● **Problem description**: Return the data below line for line, with no change to the wording, and leave the pictures out.

[Excerpts from a point labeling dataset]
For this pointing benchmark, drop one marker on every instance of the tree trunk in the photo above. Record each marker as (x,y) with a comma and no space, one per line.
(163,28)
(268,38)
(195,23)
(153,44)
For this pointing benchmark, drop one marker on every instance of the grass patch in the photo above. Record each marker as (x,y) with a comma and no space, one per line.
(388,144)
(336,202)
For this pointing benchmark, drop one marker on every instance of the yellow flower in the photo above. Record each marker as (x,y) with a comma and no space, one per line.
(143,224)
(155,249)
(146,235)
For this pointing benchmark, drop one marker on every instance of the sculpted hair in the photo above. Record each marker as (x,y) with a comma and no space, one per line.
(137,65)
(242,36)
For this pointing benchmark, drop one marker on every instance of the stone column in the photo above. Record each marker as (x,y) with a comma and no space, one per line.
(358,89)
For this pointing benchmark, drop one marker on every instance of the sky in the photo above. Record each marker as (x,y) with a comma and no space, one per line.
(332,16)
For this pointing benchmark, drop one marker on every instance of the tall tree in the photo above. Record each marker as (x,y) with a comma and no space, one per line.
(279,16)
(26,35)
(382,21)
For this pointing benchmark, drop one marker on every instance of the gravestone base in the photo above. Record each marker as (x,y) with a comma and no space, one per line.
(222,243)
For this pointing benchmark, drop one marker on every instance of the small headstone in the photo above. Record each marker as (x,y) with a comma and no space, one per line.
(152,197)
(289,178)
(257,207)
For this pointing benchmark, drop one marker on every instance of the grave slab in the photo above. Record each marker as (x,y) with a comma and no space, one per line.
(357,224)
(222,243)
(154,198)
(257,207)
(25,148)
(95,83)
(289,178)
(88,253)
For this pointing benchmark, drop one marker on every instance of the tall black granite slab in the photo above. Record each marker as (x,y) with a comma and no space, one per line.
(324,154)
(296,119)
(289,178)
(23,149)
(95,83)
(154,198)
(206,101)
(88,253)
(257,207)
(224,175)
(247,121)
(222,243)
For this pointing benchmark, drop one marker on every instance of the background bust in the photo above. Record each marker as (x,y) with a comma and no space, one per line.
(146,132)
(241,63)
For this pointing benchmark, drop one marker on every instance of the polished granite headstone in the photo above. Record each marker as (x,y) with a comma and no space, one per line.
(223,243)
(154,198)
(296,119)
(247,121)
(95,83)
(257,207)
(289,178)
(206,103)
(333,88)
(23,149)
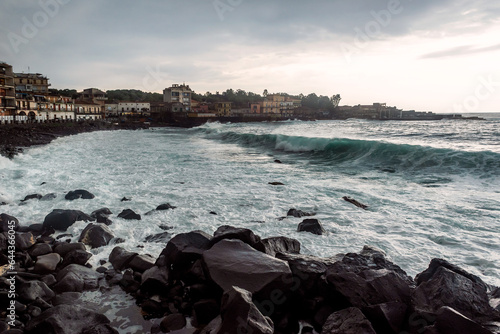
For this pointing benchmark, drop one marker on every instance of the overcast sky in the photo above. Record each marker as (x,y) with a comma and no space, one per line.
(428,55)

● **Reply**:
For this pointing benchmark, drop one marker on every instance of the tree trunk in the photo above. Record each marker as (x,y) with a comma and no space, one per line.
(163,28)
(268,38)
(195,23)
(153,44)
For this pointing benchmark, drop one marker on every instance of the grass patch in the photo above. Record each marker as (x,y) with a comma and no space, one per line.
(388,144)
(336,202)
For this pointing benchmark, drop one marker on every instance of the yellow flower in the photo above. Record each marker as (x,y) with a comma and no space, one per line.
(143,224)
(155,249)
(146,235)
For this pointing benchmark, drop one marker on every instance of the sculpted hair in the photo above. Record each marker as (x,y) with a comma and no space, one per line.
(137,65)
(242,36)
For this pointing benchmark, drop one marker on every instance of the stone column in the photo above. Record each marker as (x,y) with a comma and no space, one per line.
(358,89)
For this pointing benchmark, drop one marker on every instance of the sky in the photo above. Record each marker as (x,y) with a comma and no space, one per line.
(332,16)
For this pointing benchmark, drop one marker on every instance of the tall tree in the photo above. Record each marker as (x,y) with a comma and no space, one per line.
(279,16)
(26,35)
(382,21)
For this pointing benchmark, drop one marker on every instance of the gravestone base in the photo above. Record each marker as (x,y) with a comma and no space, one per line.
(222,243)
For this pointing benchmark, drop one marker on every instance of the small headstone in the photo above. Record each marker as (x,y) with a comma and no space, one per line.
(152,197)
(289,178)
(257,207)
For this pointing benchmark, drop one marker on every instance of the grave slab in the photo above. Record each marker as (x,y) with a comma and no space, one per line.
(357,224)
(222,243)
(154,198)
(257,207)
(25,148)
(95,83)
(289,178)
(88,253)
For this pointing benchmark, drop one marker on every instance of the tall black granite slab in the photo above. Record each marker as (x,y) with a comma and no space, one per line.
(324,154)
(296,119)
(289,178)
(23,149)
(95,83)
(154,198)
(206,101)
(88,253)
(257,207)
(224,175)
(247,121)
(222,243)
For this pointing benchmark, drop one marker on every instance of the background bust in the photo above. Record each marker as (x,y) with a comma and no space, one per line.
(146,132)
(241,63)
For this pointing benchmark, drop one marker on every instance of the polished granite headstone in the photo above. Record each marker as (x,y) with a comma and no space, one per line.
(223,243)
(154,198)
(296,119)
(247,121)
(95,83)
(257,207)
(289,178)
(206,103)
(333,88)
(23,149)
For this pointing benchmark, drop one marker on every instance of the overcast sky in the photo above. Record each marker as (x,y) with a comma and no space, one per line.
(428,55)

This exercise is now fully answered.